- **SOURCE DATA**
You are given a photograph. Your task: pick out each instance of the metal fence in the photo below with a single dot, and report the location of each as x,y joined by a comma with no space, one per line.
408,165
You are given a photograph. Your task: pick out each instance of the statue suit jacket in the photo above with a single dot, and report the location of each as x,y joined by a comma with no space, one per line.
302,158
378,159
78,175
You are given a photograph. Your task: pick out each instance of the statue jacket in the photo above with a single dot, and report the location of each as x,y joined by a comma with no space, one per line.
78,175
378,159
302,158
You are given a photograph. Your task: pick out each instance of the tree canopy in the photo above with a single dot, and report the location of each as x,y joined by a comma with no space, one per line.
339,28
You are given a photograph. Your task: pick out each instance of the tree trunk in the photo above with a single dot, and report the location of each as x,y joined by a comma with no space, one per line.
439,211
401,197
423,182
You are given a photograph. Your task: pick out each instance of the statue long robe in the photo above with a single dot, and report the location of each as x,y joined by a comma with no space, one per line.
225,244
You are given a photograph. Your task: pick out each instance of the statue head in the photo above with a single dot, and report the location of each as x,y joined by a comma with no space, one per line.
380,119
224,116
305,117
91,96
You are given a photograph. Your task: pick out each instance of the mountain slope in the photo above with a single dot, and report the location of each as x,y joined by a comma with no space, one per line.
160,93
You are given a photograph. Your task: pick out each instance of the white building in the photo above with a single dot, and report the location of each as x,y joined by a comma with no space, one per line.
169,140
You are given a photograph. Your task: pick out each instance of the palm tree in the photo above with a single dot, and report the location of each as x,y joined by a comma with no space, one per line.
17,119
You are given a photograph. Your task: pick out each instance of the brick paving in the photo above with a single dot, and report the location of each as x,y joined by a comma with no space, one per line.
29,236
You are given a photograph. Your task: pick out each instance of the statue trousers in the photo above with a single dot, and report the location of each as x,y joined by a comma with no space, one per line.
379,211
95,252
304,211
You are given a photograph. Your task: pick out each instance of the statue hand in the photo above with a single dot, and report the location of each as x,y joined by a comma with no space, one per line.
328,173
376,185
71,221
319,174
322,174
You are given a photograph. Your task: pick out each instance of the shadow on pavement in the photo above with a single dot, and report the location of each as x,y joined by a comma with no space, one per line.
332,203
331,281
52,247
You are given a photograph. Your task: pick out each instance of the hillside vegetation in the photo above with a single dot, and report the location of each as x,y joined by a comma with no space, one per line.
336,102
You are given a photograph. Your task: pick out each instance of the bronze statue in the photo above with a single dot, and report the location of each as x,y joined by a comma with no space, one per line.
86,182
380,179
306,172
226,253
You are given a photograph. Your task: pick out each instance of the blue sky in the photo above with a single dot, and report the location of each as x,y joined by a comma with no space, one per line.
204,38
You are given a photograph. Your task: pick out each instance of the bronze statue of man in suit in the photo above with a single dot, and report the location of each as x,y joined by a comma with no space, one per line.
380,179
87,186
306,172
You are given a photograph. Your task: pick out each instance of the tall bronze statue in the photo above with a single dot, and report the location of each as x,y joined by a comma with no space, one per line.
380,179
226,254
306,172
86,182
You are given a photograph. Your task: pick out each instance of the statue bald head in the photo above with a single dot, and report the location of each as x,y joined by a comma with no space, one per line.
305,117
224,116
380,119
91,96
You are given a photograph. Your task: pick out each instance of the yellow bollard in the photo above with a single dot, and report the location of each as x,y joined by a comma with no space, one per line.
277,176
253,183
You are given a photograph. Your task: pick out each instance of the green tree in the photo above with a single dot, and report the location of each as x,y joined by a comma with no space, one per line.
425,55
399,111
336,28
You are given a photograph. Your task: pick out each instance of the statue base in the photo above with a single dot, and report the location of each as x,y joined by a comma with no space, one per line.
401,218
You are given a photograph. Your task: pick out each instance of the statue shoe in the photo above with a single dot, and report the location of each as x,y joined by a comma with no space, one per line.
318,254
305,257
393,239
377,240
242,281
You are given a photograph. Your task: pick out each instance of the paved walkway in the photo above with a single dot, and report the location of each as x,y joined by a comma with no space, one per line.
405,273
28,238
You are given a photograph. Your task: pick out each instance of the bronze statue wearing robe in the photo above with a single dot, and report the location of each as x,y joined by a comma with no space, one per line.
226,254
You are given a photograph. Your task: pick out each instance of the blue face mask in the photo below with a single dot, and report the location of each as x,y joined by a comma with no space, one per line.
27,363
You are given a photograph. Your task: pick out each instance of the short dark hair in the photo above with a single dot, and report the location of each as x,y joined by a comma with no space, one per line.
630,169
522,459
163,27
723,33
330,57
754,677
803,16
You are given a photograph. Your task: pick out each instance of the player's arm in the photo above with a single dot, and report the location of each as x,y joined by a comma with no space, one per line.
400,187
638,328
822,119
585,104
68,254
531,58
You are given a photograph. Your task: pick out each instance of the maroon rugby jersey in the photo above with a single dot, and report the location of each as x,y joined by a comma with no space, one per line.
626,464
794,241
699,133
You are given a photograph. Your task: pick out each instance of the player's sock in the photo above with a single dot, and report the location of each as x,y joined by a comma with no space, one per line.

- **ASSIGNMENT**
Please return the material above exactly as written.

- **EXERCISE SOLUTION**
You are given a photograph. Your task: pick out each instance of the metal fence in the photo below with a single dot, and report the location of each as x,y joined by a comma with no space, one per line.
408,165
You are given a photograph. Your task: pick out each instance of the statue suit jacket in the photo above with a single dot, and report the location of each as x,y joined by a comma with no space, one per line.
302,158
378,159
78,175
You are given a photograph. Your task: pick out each instance of the statue jacket in the photo above with a single dot, and report the location of each as x,y joined by a comma with no space, one per line.
78,175
378,159
302,158
You are given a photograph. Your task: pick out each instance of the tree canopy in the photo above with a single dot, and report the location of each as x,y joined by a comma with no space, one per line.
339,28
You are given a photograph. Your task: pick out each instance of the tree trunk in the photo above with a single dot, and report the location of each as x,y joined by a comma with no space, one per line.
439,211
401,197
423,182
You are given a photograph. Your task: pick out each instance of the statue long robe in the photo above with a single dot, and report the location of each as x,y joined by a comma with no space, one per line.
225,244
You are given a photograph. Your task: pick out each instance of the statue head in the photo above with a single dot, and report the location of each as x,y joined by a comma with no space, one per line.
380,119
224,116
305,117
91,96
You are given a photograph. Your task: pick out each instance of the mountain slope in the photo above with a single dot, and report the location of each as x,y joined by a comma with no space, one per line.
160,93
You are given a photograph. Your task: pick out each instance of the white building in the photo above with a single dot, and report the location of each as x,y joined by a comma with no space, one per line.
169,140
You are given a photograph. Your task: pick out each instance of the palm tree in the photo above with a single dot, and report the location of each as x,y joined by a comma with no space, one per line.
17,119
You are given a photograph. Your task: pick out each instance of the brick paving in the photo above with a single dot, and report the location of each as x,y joined by a comma with no space, one per line.
29,236
You are given a photograph. Your task: pick out each instance of the statue trousers in the photo above with a single dot, and report the location of each as x,y joined by a comma with no space, one per line.
379,211
95,252
304,211
You are given a photograph. Your task: pick out each instance of the statue hand in the photo above with a single dot, and report the location of each as x,y joined by a comma with no space, one per line.
328,173
376,185
71,221
319,174
322,174
You are given a photograph. Your task: pick out each instance of the shadow on pavement in the photo above with a single dot, and report the location of each as x,y joined by a comma with no space, one per line.
332,203
331,281
52,247
You are given a photograph. Your task: pick out each instance of the hillside vegetation in the photo above with a single dot, and report the location of each as x,y joined by a comma with no space, one per line.
336,102
You are given a photograph. Your task: pick out each instance of the bronze statue in the photo above with a single dot, and report the location of each as x,y joined by a comma with no space, one per line.
86,182
380,179
306,172
226,253
You are given a photograph. Your task: pick out each instance of the blue sky in the photo above with a single dot, and report the location of each as x,y joined by a comma with no space, one per line.
204,38
You are given a photograph. Your task: pick out each instance of the bronze statue of man in suit in the photo above with a single dot, and report the location of each as x,y joined by a comma with no space, one per line.
380,179
87,186
306,172
You are given a photograph. Your task: pick out each instance of the tall bronze statue in the photo above with a single dot, and report the location of each as x,y joined by a comma with no space, one per line.
380,179
226,254
306,172
86,182
You are given a photograph. Your task: pick out each instance of the statue bald head in the photo above with a single dot, and report the location of each as x,y joined by a comma with no space, one per line.
305,117
224,116
380,119
91,96
You are given a photograph. Your task: pick out each instance of the yellow bollard in the photo above with a single dot, and report the location of each as x,y joined by a comma with no space, one per line.
277,176
253,183
You are given a photograph. Your task: pick out each instance of the green tree in the photo above with a single dot, and report the location of each as x,y joined by a comma with no space, one per line.
425,55
399,111
336,28
You are given a photograph. Your task: pick out each instance of the statue base in the photo above with a single dot, and report the location of each as x,y joined by a comma with no space, one per line.
401,218
You are given a photograph. Your task: pick out each instance of the statue shoe in the photo above with a single dot, and report the location of each as x,y joined by a comma with no space, one per line.
318,254
305,257
393,239
377,240
242,281
You are given a photograph. Your task: pick out each instance of the paved walkway in the photo above with a single dot, and report the location of each as x,y joined by a comma with no space, one per line.
405,273
28,238
You are given a photograph. Your task: pick out each instance of the bronze statue wearing robe in the photo above with a single dot, and report the location of each as x,y joined by a comma with no space, one per line.
226,254
You are given a photograph. Your task: pick out each instance of the blue face mask in the photo below with a single dot, and report the location of each as x,y joined by a comma with no space, one per line.
27,363
You are given a photograph. Your task: pick out each instance of the short dark hair in the photo above with a single dot, and report the location of each as x,y joined by a comma with no space, one per line.
630,169
522,459
163,27
723,33
330,57
754,677
803,16
You are given a photograph. Your task: pick out each instance of the player's arm in the photo above with a single dot, and report the location of each as x,y joined by a comma with no space, one per line.
400,187
638,328
822,119
585,104
68,254
531,58
You are given a photograph. Your task: pick out each instance of the maroon rugby jersey in the photo above with a single dot, and report the location of each as x,y joined by a comma with no space, one per line.
626,464
794,241
699,133
You are given a photograph. Your task: pick out each instance of the player's sock in the photo above with a single dot, and report the location of each as x,y joined by a comma with no space, one per line.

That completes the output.